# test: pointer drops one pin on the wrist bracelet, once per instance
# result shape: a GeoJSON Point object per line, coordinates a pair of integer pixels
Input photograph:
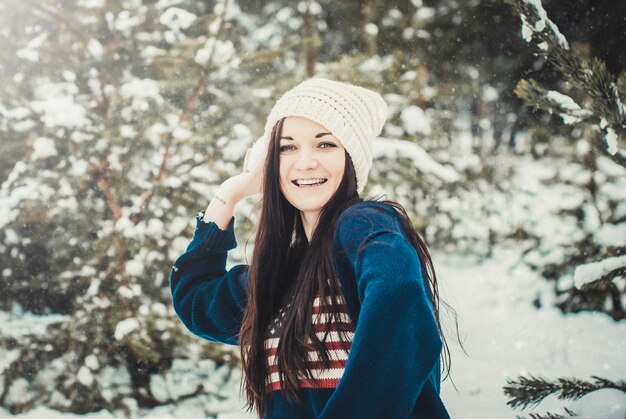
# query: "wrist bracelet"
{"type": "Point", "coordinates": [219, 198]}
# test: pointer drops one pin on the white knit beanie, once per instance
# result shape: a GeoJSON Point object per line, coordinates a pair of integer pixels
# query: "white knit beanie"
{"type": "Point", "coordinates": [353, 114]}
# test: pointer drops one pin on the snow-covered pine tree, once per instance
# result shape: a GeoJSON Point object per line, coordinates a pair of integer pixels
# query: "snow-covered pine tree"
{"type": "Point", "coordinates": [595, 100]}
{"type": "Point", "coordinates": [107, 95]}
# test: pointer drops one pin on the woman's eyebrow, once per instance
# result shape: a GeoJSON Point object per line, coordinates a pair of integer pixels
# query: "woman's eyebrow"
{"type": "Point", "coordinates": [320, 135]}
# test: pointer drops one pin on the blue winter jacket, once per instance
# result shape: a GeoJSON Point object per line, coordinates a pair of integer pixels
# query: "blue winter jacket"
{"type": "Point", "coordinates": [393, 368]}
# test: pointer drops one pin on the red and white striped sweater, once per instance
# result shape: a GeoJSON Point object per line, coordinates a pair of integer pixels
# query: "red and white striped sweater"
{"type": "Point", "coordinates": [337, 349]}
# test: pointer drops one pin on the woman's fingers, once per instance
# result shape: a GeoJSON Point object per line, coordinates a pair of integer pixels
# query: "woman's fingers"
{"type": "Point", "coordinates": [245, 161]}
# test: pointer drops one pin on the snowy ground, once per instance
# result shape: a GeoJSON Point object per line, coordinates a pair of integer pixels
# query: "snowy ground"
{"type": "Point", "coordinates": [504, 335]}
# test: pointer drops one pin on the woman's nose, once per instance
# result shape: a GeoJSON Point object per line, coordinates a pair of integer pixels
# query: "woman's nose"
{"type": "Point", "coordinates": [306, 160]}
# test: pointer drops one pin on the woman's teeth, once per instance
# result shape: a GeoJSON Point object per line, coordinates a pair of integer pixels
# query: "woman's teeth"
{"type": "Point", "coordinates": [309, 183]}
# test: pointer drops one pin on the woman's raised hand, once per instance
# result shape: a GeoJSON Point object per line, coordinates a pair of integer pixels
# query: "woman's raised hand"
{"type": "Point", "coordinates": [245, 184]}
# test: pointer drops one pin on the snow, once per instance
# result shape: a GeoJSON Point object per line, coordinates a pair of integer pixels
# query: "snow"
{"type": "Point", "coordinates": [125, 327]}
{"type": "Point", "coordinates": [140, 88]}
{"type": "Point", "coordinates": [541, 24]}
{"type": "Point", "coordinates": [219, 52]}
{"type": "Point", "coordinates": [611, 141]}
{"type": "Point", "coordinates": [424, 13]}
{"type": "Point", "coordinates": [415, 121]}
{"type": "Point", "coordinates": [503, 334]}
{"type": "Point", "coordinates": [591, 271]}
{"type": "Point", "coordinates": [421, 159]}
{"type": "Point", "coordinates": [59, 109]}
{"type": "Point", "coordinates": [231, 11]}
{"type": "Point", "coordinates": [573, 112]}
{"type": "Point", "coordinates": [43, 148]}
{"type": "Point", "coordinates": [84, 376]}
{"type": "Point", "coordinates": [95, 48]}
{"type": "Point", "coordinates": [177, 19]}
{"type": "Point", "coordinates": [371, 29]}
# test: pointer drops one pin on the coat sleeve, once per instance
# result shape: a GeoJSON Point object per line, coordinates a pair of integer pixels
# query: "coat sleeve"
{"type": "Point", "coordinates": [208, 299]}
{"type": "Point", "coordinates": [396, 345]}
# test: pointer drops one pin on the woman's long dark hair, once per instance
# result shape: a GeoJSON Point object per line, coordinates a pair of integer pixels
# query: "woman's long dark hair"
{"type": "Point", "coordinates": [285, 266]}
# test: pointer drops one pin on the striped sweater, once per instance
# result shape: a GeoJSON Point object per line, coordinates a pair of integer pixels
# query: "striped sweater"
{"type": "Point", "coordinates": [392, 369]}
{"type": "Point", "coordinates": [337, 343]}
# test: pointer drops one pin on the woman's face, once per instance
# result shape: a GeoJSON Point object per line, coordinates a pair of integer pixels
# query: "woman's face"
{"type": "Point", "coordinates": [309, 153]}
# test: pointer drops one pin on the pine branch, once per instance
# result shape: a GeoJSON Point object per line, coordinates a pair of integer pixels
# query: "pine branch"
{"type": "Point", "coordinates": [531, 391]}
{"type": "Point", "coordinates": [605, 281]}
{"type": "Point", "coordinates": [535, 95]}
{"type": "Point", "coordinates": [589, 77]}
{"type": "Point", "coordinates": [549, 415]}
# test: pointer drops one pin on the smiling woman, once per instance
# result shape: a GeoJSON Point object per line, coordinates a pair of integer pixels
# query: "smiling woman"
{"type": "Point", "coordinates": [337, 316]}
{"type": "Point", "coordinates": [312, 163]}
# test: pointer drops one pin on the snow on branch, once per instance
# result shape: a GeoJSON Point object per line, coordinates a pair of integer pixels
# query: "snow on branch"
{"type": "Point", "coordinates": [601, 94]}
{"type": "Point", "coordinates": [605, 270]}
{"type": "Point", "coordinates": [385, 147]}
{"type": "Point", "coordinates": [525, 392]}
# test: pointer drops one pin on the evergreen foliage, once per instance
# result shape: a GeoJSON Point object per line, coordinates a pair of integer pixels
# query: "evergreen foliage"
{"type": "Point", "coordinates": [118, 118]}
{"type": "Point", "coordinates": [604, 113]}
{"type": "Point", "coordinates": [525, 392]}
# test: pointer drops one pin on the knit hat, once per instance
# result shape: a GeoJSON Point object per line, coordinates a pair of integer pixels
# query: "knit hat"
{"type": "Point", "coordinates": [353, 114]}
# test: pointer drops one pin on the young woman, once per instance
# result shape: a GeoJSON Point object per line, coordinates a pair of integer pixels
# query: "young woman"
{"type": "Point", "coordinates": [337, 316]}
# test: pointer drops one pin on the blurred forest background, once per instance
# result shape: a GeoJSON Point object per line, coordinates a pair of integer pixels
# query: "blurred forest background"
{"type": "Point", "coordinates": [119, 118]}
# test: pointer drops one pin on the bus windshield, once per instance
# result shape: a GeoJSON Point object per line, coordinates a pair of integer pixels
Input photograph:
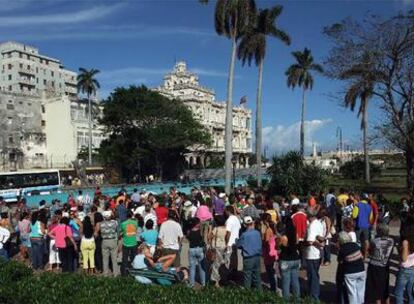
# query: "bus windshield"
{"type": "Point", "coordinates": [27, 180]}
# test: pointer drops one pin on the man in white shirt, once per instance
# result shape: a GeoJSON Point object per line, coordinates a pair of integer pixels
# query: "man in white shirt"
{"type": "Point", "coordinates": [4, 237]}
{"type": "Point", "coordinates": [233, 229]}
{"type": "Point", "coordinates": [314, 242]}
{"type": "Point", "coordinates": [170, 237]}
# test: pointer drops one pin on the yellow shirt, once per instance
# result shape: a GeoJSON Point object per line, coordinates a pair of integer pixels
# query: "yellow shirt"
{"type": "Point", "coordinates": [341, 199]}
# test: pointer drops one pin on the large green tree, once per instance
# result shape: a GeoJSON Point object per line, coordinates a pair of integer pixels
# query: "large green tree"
§
ACTION ITEM:
Copy every line above exactly, leaving no picture in the copy.

EXERCISE RESULT:
# test: pointer drops one pin on the wrist bracelet, once per instance
# result shape: a GeoJSON Point object per line, coordinates a pair of integer pixels
Input photograph:
# query: "wrist bracelet"
{"type": "Point", "coordinates": [219, 198]}
# test: pointer drops one pin on the white knit beanie, once per instance
# result shape: a GeoJSON Point object per line, coordinates a pair of integer pixels
# query: "white knit beanie"
{"type": "Point", "coordinates": [353, 114]}
# test: pointer drops one pin on the snow-covered pine tree, once per instance
# result shape: a GeoJSON Point object per line, coordinates a pair of integer pixels
# query: "snow-covered pine tree"
{"type": "Point", "coordinates": [595, 100]}
{"type": "Point", "coordinates": [107, 95]}
# test: pointer drops one pin on the woman's eyebrow, once per instance
# result shape: a GeoJSON Point object per line, coordinates a pair of integer pixels
# query: "woman's eyebrow"
{"type": "Point", "coordinates": [320, 135]}
# test: pointer drops one pin on the blue winter jacket, once per instance
# result shape: a GeoJSON Point object per line, coordinates a pair of integer pixels
# query: "blue winter jacket"
{"type": "Point", "coordinates": [393, 368]}
# test: pointer drops one pin on the red and white striped sweater, once per instance
# result shape: a GeoJSON Point object per line, coordinates a pair of integer pixels
# query: "red and white striped sweater"
{"type": "Point", "coordinates": [337, 349]}
# test: pointer drops one pin on the woman's fingers, once per instance
# result shape: a GeoJSON Point object per line, coordinates a pair of integer pixels
# query: "woman's fingers"
{"type": "Point", "coordinates": [245, 161]}
# test: pointer drops one pin on the snowy ground, once per instance
# result shape: a GeoJSON Point object per line, coordinates a pair of integer pixels
# query: "snowy ground"
{"type": "Point", "coordinates": [504, 335]}
# test: pointer drops one pin on the woman's nose, once per instance
# result shape: a GeoJSON Point object per line, coordinates a pair of integer pixels
# query: "woman's nose"
{"type": "Point", "coordinates": [306, 160]}
# test: pointer drops one pin on the woman's teeth, once per instance
# result shape: a GeoJSON Point object per line, coordinates a pair of integer pixels
# query: "woman's teeth"
{"type": "Point", "coordinates": [309, 183]}
# test: pointer drops one pin on the woman's raised hand, once per instance
# result shape: a GeoJSON Point object per line, coordinates a pair of integer pixels
# query: "woman's raised hand"
{"type": "Point", "coordinates": [245, 184]}
# test: pointer drops one pin on the snow, once per instance
# result shape: a GeoJSON Point object per line, coordinates a pair of integer pixels
# query: "snow"
{"type": "Point", "coordinates": [125, 327]}
{"type": "Point", "coordinates": [140, 88]}
{"type": "Point", "coordinates": [541, 24]}
{"type": "Point", "coordinates": [219, 52]}
{"type": "Point", "coordinates": [611, 141]}
{"type": "Point", "coordinates": [424, 13]}
{"type": "Point", "coordinates": [415, 121]}
{"type": "Point", "coordinates": [503, 334]}
{"type": "Point", "coordinates": [591, 271]}
{"type": "Point", "coordinates": [421, 159]}
{"type": "Point", "coordinates": [59, 109]}
{"type": "Point", "coordinates": [231, 11]}
{"type": "Point", "coordinates": [573, 112]}
{"type": "Point", "coordinates": [43, 148]}
{"type": "Point", "coordinates": [84, 376]}
{"type": "Point", "coordinates": [95, 48]}
{"type": "Point", "coordinates": [177, 19]}
{"type": "Point", "coordinates": [371, 29]}
# test: pointer drops one pin on the coat sleeve, once per instance
# result shape: a GeoJSON Point object per line, coordinates a pair of integer pixels
# query: "coat sleeve"
{"type": "Point", "coordinates": [208, 299]}
{"type": "Point", "coordinates": [396, 345]}
# test: pointer drops one pin on the woman's long dark hair, once per instance
# result shape: a GeoJSON Point object per line, coordinates a pair of integer pixels
# query: "woman's long dark hair"
{"type": "Point", "coordinates": [285, 266]}
# test: pointer drops one pin on the striped sweater, once per instance
# result shape: a GeoJSON Point object per line, coordinates a pair of integer pixels
# query: "striped sweater"
{"type": "Point", "coordinates": [392, 369]}
{"type": "Point", "coordinates": [337, 343]}
# test: pointer drops one pin on the woman's face, once per instance
# result shape: a GeoJSON Point object per line, coordinates a pair of integer pixels
# query: "woman's face"
{"type": "Point", "coordinates": [309, 153]}
# test: pointer drops one pin on the pine branch, once per instance
# result shape: a GeoJSON Point object per line, coordinates a pair of integer pixels
# query: "pine branch"
{"type": "Point", "coordinates": [531, 391]}
{"type": "Point", "coordinates": [605, 281]}
{"type": "Point", "coordinates": [535, 95]}
{"type": "Point", "coordinates": [589, 77]}
{"type": "Point", "coordinates": [549, 415]}
# test: pointer drops one pin on the smiling woman, once per instance
# result shape: a GeoJSON Point object per line, coordinates a pair of integer pixels
# query: "smiling woman"
{"type": "Point", "coordinates": [337, 316]}
{"type": "Point", "coordinates": [312, 163]}
# test: pointer drops one pin on the snow on branch, once per instance
# result shape: a GeoJSON Point object per line, coordinates a pair of integer pixels
# query: "snow on branch"
{"type": "Point", "coordinates": [601, 94]}
{"type": "Point", "coordinates": [605, 270]}
{"type": "Point", "coordinates": [385, 147]}
{"type": "Point", "coordinates": [525, 392]}
# test: pointer drops one pin on the evergreen foliage, once per instance
# result shape: a GeoJSON Point object per line, coordinates a pair of integer pixels
# query: "evergreen foliage"
{"type": "Point", "coordinates": [118, 118]}
{"type": "Point", "coordinates": [604, 113]}
{"type": "Point", "coordinates": [525, 392]}
# test: pointer drops one pin on the knit hat, once per instance
# result shape: a GeoJSON Point object per line, coordinates a pair of integer pixels
# query: "knit hat"
{"type": "Point", "coordinates": [353, 114]}
# test: pointer drops one pin on the young woman, once per instance
# result shape: a GeoJSON Point object per line, coordinates a pair of integer pixels
# query: "young woman"
{"type": "Point", "coordinates": [337, 316]}
# test: pointer drops one pin on the blurred forest background, once per instance
# result shape: a GeoJSON Point object per line, coordinates a pair of integer pixels
# query: "blurred forest background"
{"type": "Point", "coordinates": [119, 118]}
# test: pointer drops one pin on the bus windshield, once per instance
# result shape: a GeoJSON Point object per line, coordinates a pair of integer pixels
Input photograph:
# query: "bus windshield"
{"type": "Point", "coordinates": [27, 180]}
# test: pointer drops one pin on the man in white shirt, once per instance
# result shape: a GeoJSON Point object per line, coordinates a pair of integer pixels
# query: "man in white shirt"
{"type": "Point", "coordinates": [4, 237]}
{"type": "Point", "coordinates": [233, 229]}
{"type": "Point", "coordinates": [314, 242]}
{"type": "Point", "coordinates": [170, 237]}
# test: pointer drops one pin on the yellow shirt, once per instance
# result shape: a GeoJSON Point object per line, coordinates a pair of integer pixels
# query: "yellow shirt"
{"type": "Point", "coordinates": [341, 199]}
# test: pointer drops one pin on the large green tree, once per instance
# result shape: a GeoJSON Point object per line, coordinates a pair of integer pixels
# query: "large green tree"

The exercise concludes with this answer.